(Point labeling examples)
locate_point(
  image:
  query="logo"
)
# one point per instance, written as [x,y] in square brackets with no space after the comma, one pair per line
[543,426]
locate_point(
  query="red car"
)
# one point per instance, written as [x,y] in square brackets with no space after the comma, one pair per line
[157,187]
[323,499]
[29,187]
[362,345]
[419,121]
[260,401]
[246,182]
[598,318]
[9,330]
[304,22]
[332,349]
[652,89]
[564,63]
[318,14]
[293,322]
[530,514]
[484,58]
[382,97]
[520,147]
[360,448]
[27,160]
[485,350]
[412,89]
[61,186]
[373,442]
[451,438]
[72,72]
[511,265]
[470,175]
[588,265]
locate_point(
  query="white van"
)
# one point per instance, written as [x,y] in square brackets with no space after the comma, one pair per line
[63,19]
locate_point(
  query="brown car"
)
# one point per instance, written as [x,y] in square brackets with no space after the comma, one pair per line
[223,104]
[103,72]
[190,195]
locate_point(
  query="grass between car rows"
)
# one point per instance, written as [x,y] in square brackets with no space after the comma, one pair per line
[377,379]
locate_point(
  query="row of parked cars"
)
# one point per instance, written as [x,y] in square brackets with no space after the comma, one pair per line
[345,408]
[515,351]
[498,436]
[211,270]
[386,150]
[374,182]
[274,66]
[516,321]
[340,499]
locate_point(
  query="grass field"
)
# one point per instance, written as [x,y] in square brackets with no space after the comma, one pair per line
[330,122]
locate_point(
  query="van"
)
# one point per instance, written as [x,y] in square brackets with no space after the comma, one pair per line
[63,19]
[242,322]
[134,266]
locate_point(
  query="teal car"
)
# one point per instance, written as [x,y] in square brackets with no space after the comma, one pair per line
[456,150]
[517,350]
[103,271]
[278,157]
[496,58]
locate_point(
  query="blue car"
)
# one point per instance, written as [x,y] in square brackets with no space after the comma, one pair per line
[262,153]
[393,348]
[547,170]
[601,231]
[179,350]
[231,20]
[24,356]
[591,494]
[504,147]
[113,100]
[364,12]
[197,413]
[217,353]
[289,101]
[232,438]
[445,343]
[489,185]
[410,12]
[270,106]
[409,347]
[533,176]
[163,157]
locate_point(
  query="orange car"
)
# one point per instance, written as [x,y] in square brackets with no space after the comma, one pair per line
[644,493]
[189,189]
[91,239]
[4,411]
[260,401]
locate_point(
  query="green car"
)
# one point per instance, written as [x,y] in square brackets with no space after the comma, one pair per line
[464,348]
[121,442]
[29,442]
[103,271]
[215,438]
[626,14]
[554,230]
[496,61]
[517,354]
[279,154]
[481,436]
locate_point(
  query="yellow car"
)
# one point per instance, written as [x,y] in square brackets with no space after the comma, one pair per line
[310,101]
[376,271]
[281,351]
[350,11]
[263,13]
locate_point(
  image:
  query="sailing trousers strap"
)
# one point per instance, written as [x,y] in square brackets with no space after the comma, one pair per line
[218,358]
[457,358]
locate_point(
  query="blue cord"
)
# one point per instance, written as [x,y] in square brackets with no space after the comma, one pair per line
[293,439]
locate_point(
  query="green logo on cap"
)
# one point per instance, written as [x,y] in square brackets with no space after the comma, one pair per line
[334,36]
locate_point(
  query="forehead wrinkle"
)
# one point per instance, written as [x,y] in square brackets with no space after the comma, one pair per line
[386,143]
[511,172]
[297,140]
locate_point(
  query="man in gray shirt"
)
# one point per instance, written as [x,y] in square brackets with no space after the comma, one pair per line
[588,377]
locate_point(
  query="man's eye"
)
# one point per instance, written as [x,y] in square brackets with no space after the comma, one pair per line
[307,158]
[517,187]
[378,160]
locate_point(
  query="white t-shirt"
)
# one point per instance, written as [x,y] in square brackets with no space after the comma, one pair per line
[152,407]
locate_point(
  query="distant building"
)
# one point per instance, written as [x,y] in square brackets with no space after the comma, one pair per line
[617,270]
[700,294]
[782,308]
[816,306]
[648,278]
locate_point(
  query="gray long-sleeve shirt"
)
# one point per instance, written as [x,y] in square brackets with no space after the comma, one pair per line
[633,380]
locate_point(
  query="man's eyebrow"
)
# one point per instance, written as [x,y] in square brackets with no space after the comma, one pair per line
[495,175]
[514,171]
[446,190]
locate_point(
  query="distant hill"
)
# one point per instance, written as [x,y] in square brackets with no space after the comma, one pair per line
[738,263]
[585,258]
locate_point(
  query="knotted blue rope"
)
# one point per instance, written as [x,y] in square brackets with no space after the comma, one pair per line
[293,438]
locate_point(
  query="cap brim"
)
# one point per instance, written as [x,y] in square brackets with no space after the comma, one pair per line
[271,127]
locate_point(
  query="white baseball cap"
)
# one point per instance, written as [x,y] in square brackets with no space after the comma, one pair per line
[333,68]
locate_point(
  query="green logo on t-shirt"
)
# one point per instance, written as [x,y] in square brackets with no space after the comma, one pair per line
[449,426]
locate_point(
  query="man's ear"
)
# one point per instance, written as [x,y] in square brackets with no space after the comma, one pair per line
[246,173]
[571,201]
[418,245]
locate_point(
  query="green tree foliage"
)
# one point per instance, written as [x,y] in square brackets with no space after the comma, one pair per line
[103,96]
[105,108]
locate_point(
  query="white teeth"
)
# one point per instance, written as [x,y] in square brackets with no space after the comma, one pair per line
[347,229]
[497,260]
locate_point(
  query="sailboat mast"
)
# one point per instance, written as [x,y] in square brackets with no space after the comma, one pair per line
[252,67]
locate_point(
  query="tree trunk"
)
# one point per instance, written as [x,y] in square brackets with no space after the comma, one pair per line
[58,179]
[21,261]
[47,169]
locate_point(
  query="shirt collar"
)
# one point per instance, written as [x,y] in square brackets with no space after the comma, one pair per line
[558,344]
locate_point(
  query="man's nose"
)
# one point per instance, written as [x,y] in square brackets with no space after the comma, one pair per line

◆ **EXERCISE INSTRUCTIONS**
Retype each record exactly, leaving nothing out.

◆ **OUTPUT FOR THIS EXERCISE**
locate_point(
  image:
  query="logo"
)
# one point per instance, written as [x,y] in square brackets with no space after the comma, one pair per line
[543,426]
locate_point(
  query="red car"
)
# one point per instance, written as [x,y] in square brackets with no space after the comma, one pair per line
[157,187]
[323,499]
[29,187]
[362,345]
[419,121]
[260,401]
[246,182]
[598,318]
[9,330]
[304,22]
[332,349]
[652,89]
[564,63]
[318,14]
[293,322]
[530,514]
[484,58]
[382,97]
[520,147]
[360,448]
[27,160]
[485,350]
[412,89]
[61,186]
[373,442]
[451,438]
[72,72]
[511,265]
[470,175]
[588,265]
locate_point(
  query="white van"
)
# one point per instance, written as [x,y] in square brackets with no space after the comma, one pair per line
[63,19]
locate_point(
  query="brown car"
)
# one point per instance, written as [x,y] in square brackets with no space after the comma, one pair per line
[223,104]
[103,72]
[190,195]
locate_point(
  query="grass between car rows"
)
# one point per instance, written as [x,y] in square brackets with no space after the comma, one pair per line
[377,379]
locate_point(
  query="row of parked cars"
)
# one point per instance, written as [x,y] in square brackets with no space after the comma, one pair per line
[345,408]
[515,351]
[498,436]
[211,270]
[386,150]
[374,182]
[274,66]
[516,321]
[340,499]
locate_point(
  query="grass field"
)
# one point per instance, written as [x,y] in square brackets with no space after the comma, one pair per line
[330,122]
locate_point(
  query="van"
)
# one point per instance, written as [x,y] in square brackets with no space after the comma, one pair per line
[63,19]
[242,322]
[134,266]
locate_point(
  query="teal car"
)
# one point per instance, written as [x,y] in square brackets with no space after the comma, one pair per line
[456,150]
[517,350]
[103,271]
[278,157]
[496,58]
locate_point(
  query="blue car"
)
# one point per instance, written as [x,y] in square brackets with no space after the comma, one pair per line
[262,153]
[393,348]
[547,170]
[601,231]
[179,350]
[231,20]
[24,356]
[591,494]
[504,147]
[113,100]
[364,12]
[197,413]
[217,353]
[289,101]
[232,438]
[445,343]
[489,185]
[410,12]
[270,106]
[409,347]
[533,176]
[163,157]
locate_point(
  query="orange car"
)
# one point per instance, written as [x,y] in square brackets with no space after the comma, one pair per line
[644,493]
[189,189]
[91,239]
[4,411]
[260,401]
locate_point(
  query="green car"
)
# one point per instance, written as [x,y] in square brackets with no space after the comma, one pair per line
[464,348]
[121,442]
[29,442]
[103,271]
[215,438]
[626,14]
[554,230]
[496,61]
[517,354]
[279,154]
[481,436]
locate_point(
  query="yellow car"
)
# one point per instance, written as [x,y] in square brackets with no space after the comma, one pair per line
[310,101]
[376,271]
[281,351]
[350,11]
[263,13]
locate_point(
  image:
  query="sailing trousers strap"
)
# one point per instance, written as [x,y] in square brackets with no space after the comma, one pair per line
[218,358]
[457,358]
locate_point(
  query="blue cord"
)
# one point per instance, written as [x,y] in square brackets with no space after the comma, one pair per line
[293,439]
locate_point(
  query="green logo on cap"
)
# one point per instance, written as [x,y] in square brackets with no space after the comma, one pair per line
[334,36]
locate_point(
  query="forehead wrinkle"
)
# one point per instance, written as [x,y] in square brackets with no space after the comma, one pair per line
[386,143]
[511,172]
[297,140]
locate_point(
  query="man in gray shirt"
)
# one point per instance, written as [x,y] in square brackets with no space after the comma, one pair per line
[588,377]
locate_point(
  query="man's eye"
)
# one point per instance, written as [x,y] in square brackets with no space after the comma, one pair per line
[307,158]
[517,187]
[378,160]
locate_point(
  query="white t-shirt"
)
# one point per instance, written as [x,y] in square brackets with no space after the comma, one pair per line
[152,407]
locate_point(
  query="distant building"
)
# one point per instance, written as [x,y] in square brackets with no space after the comma, one pair per line
[617,270]
[700,294]
[782,308]
[816,306]
[648,278]
locate_point(
  query="gray long-sleeve shirt"
)
# one point per instance, written as [x,y] in square brackets with no space after the comma, one pair per line
[633,380]
locate_point(
  query="man's eyebrow"
)
# one point per instance, written as [x,y] in square brackets with no space after the comma, one pair per line
[495,175]
[514,171]
[446,190]
locate_point(
  query="distant hill"
)
# one point per instance, written as [x,y] in square brackets with no space after the comma, one pair per line
[738,263]
[585,258]
locate_point(
  query="knotted blue rope"
)
# one point per instance, written as [x,y] in square brackets with no space after the comma, one pair per line
[293,438]
locate_point(
  query="cap brim"
)
# one point per instance, written as [x,y] in square brackets with no space after the comma, one pair per line
[271,127]
locate_point(
  query="white baseball cap"
)
# one point per instance, written as [x,y] in square brackets with no space after the comma, one pair per line
[333,68]
locate_point(
  query="green logo on t-shirt"
)
# one point per instance, written as [x,y] in square brackets with no space after the comma, one pair per line
[449,426]
locate_point(
  query="man's ear"
)
# one point per instance, written as [x,y] in square brackets with no space after the comma, one pair per line
[246,173]
[571,201]
[418,245]
locate_point(
  query="green tree foliage"
)
# one point per instance, written as [x,y] in square brackets with no space after the comma, one pair per line
[103,96]
[105,108]
locate_point(
  query="white teeth"
)
# one point per instance, written as [x,y] in square brackets with no space after the comma, one pair per line
[347,229]
[497,260]
locate_point(
  query="sailboat mast"
)
# one point per instance, written as [x,y] in square brackets with no space after the comma, one pair per line
[252,67]
locate_point(
  query="tree trunk"
)
# one point per instance, written as [x,y] in square brackets with no space after the comma, one pair per line
[58,179]
[21,261]
[47,169]
locate_point(
  query="shirt collar"
)
# one point per instance, written as [x,y] in square brackets with no space after the comma, one pair per line
[558,344]
locate_point(
  query="man's nose"
)
# one point per instance, written as [x,y] in square brackets with no space after the comma, one pair per line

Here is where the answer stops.